◆ RECORDS FOR THIS EXERCISE ◆

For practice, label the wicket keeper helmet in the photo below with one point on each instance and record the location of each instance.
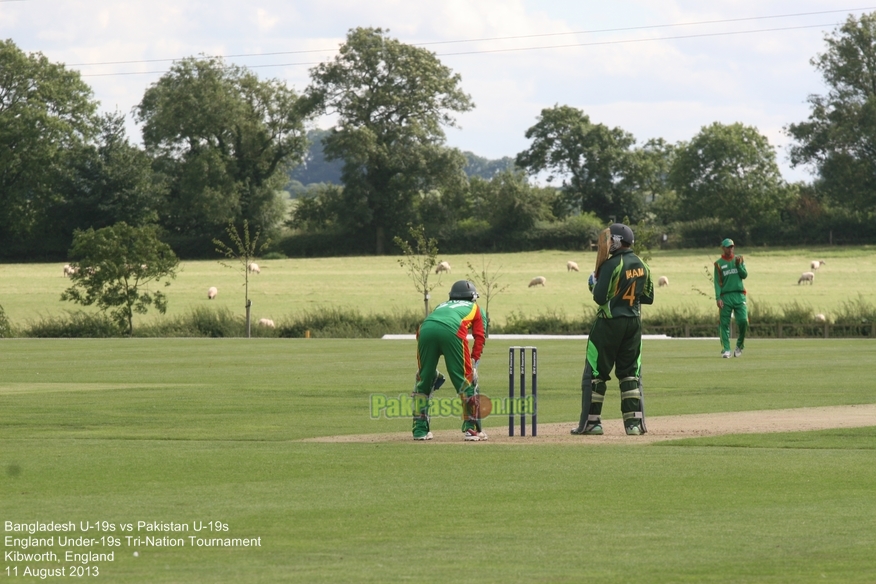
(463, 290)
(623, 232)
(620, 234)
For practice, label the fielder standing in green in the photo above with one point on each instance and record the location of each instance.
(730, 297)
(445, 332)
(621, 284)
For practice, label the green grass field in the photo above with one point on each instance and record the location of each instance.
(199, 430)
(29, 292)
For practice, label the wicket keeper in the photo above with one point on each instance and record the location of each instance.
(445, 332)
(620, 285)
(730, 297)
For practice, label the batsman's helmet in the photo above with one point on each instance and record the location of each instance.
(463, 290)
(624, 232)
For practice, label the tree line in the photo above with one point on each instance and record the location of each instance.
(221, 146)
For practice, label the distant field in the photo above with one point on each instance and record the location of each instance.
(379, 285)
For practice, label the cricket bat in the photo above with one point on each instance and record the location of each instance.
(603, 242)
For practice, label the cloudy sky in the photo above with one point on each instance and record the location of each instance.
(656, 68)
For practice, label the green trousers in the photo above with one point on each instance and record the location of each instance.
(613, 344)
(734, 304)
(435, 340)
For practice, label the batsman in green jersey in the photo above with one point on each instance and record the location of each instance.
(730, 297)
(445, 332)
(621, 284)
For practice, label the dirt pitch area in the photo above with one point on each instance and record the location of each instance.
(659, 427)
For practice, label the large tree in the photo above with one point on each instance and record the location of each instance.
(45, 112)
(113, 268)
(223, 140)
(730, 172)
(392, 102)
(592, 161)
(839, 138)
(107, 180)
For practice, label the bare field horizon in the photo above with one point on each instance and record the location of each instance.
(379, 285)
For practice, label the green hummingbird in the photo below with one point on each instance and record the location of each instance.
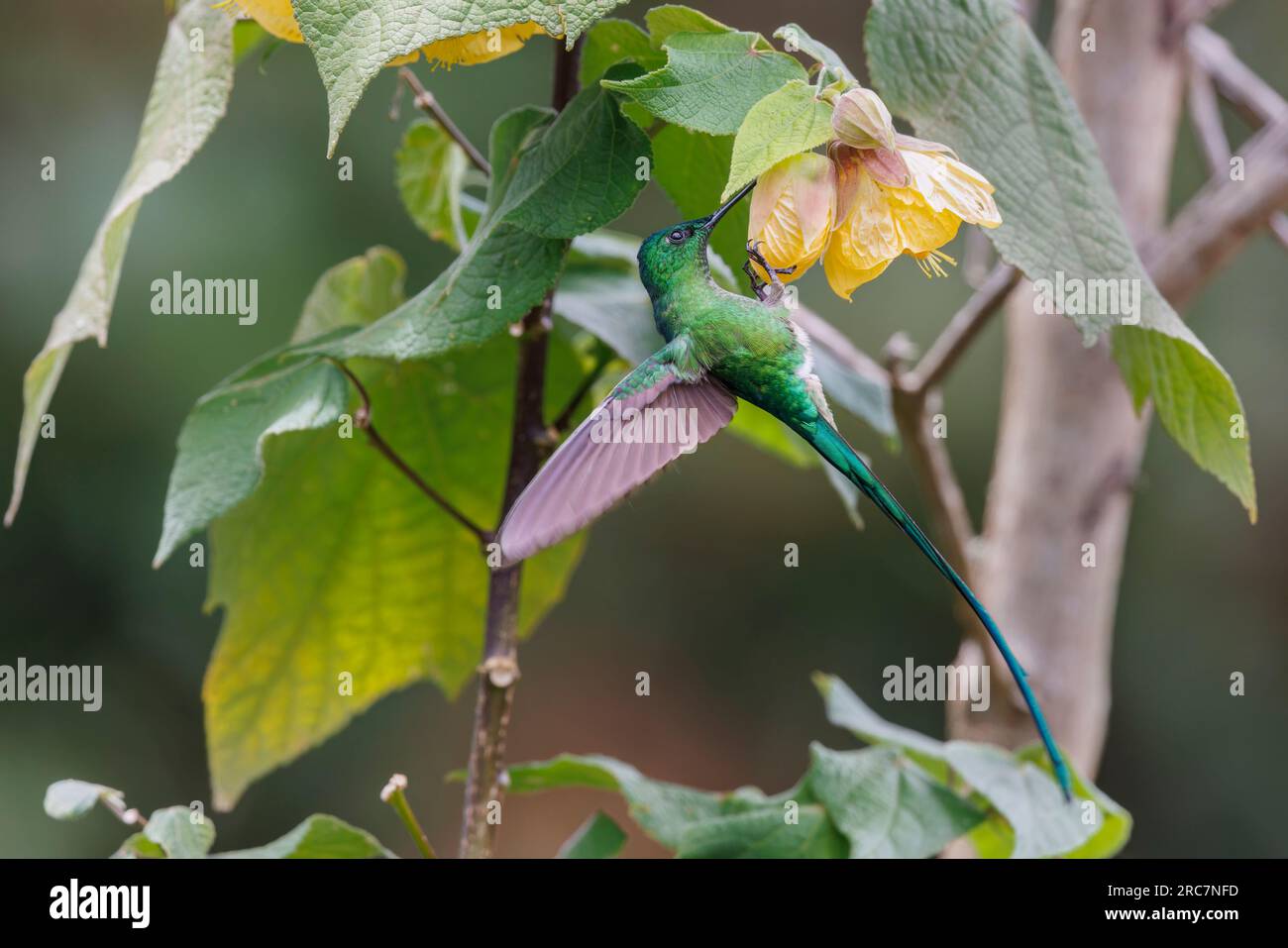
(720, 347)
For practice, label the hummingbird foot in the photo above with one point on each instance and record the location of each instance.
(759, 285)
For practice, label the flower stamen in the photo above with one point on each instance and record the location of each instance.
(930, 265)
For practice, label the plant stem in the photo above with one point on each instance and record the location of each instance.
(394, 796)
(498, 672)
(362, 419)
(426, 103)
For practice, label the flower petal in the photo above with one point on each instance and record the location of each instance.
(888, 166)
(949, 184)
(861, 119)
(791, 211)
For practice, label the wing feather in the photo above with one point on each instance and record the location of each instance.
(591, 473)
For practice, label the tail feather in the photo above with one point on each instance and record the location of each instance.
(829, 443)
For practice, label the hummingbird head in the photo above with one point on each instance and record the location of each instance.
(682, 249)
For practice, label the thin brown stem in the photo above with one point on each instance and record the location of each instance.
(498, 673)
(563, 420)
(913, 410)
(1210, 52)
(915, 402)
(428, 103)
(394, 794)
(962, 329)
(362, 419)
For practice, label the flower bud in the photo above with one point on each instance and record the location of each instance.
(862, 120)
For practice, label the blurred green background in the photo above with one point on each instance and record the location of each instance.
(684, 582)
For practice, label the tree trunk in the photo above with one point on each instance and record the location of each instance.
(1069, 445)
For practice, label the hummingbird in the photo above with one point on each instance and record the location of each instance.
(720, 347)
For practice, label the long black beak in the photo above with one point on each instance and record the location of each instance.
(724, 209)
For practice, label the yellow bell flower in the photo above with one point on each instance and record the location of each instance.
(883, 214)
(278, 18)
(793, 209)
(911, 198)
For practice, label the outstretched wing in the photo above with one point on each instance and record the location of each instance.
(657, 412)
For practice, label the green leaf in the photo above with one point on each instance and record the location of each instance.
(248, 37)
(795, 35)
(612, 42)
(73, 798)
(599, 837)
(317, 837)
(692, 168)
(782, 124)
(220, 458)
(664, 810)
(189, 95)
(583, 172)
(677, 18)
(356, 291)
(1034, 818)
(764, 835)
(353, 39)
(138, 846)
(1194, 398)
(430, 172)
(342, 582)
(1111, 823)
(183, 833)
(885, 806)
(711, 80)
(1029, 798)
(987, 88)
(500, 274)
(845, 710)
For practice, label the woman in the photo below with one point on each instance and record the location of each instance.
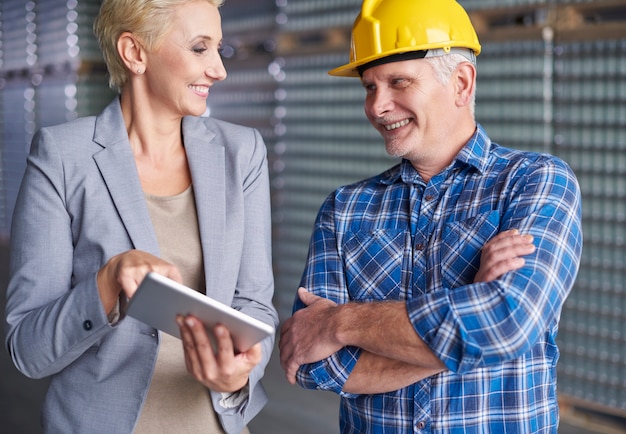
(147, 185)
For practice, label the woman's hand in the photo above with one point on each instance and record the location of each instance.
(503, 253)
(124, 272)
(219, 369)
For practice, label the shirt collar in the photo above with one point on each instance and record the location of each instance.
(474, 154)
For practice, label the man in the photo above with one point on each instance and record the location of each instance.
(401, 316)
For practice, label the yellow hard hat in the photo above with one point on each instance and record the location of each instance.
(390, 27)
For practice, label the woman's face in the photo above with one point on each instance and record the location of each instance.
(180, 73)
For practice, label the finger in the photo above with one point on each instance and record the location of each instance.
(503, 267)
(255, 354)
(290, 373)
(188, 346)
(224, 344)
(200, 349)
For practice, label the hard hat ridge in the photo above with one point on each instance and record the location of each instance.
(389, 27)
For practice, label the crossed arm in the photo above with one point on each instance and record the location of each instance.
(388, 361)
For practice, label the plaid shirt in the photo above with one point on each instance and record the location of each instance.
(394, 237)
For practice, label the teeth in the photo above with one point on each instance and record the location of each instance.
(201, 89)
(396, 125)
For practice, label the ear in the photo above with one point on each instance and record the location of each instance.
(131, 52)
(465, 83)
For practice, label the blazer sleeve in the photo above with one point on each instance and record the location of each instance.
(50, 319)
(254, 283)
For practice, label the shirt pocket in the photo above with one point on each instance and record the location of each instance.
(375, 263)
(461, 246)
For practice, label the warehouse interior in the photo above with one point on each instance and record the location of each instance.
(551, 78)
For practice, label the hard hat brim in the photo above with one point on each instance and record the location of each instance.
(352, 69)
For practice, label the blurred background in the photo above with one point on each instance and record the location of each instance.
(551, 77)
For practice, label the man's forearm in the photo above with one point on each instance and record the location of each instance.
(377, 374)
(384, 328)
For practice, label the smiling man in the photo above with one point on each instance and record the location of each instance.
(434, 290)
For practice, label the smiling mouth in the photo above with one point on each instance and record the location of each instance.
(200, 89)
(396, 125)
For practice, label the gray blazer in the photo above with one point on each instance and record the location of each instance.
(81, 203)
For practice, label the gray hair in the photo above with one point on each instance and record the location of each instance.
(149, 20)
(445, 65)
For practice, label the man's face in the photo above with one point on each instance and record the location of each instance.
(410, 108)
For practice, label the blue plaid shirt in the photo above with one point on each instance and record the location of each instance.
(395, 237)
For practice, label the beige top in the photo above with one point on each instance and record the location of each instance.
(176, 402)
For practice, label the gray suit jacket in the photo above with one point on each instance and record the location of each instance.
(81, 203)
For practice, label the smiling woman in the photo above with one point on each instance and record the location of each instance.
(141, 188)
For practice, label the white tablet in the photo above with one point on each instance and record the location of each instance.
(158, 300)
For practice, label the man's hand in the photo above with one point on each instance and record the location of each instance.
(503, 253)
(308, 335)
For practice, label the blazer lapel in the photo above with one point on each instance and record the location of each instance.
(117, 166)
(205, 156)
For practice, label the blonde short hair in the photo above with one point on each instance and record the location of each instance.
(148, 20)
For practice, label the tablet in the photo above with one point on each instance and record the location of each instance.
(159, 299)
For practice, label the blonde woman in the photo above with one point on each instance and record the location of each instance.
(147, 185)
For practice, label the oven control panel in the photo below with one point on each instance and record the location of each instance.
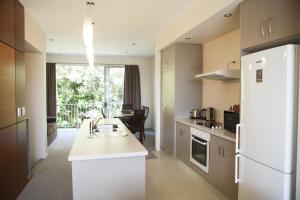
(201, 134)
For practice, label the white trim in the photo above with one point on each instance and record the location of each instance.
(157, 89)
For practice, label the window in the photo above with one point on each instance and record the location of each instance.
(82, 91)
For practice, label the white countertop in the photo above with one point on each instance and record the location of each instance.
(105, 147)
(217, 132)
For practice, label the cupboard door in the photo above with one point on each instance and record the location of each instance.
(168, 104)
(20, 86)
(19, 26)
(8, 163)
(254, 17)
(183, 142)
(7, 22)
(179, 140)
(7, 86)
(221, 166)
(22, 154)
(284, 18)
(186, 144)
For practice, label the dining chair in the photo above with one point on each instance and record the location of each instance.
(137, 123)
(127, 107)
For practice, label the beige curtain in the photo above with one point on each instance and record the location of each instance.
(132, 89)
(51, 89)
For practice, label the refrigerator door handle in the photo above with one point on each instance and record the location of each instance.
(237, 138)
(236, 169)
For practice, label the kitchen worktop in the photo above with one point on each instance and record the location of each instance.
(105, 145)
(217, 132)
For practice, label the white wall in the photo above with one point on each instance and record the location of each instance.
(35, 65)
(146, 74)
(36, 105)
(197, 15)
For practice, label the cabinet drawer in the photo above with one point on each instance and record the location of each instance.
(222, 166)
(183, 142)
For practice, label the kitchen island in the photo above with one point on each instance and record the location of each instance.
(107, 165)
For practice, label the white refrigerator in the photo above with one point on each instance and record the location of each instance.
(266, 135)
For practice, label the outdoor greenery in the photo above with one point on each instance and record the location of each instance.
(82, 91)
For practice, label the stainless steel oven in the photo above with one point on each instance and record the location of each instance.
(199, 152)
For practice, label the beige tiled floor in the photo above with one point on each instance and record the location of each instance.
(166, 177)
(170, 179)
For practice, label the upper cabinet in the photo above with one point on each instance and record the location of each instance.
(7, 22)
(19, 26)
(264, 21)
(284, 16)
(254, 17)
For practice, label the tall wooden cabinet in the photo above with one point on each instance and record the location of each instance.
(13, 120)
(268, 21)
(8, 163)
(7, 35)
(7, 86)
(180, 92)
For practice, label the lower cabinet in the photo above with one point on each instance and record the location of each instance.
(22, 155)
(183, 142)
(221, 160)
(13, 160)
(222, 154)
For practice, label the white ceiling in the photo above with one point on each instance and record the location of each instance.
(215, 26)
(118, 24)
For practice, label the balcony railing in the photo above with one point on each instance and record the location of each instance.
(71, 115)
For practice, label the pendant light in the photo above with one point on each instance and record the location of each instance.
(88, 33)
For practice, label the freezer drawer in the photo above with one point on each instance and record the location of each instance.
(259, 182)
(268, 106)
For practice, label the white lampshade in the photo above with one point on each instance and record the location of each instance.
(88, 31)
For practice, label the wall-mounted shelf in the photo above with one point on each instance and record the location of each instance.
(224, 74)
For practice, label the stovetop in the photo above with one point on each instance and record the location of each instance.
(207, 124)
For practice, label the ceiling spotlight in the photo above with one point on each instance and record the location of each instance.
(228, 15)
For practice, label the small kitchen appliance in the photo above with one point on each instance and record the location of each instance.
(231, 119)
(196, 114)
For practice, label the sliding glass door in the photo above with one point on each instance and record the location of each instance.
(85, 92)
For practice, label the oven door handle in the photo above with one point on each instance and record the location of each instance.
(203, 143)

◆ STATED TASK ◆
Could you return the entries word for word, starting at the line with "For practice, label the flower bud" and continuing through the line with "(1069, 445)", with both of those lines included?

◆ FINISHED ANSWER ◆
For practice, label the flower bud in the photo above with one point on each instance and record the location of each instance.
(862, 120)
For practice, label the blurred green background in the photo above with one point on each instance and record the location of each instance.
(684, 582)
For practice, label the tree trunk in the photo above with one point on each instance and record the location of each instance.
(1069, 445)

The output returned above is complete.